(PROBLEM) Update the data below so that "reddish bark chunk" becomes "red bark fragment". Keep every other word and line as it stands.

Excerpts from a location annotation dataset:
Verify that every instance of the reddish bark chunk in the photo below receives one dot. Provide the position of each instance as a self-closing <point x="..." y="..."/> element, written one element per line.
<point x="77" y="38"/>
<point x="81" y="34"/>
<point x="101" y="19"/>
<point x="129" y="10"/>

(ANSWER TO THIS EXERCISE)
Verify that every instance of the red bark fragment in the photo below receives one dot. Provide the position of each instance as a self-closing <point x="..." y="..."/> element, written one element per line.
<point x="77" y="38"/>
<point x="81" y="34"/>
<point x="101" y="19"/>
<point x="129" y="10"/>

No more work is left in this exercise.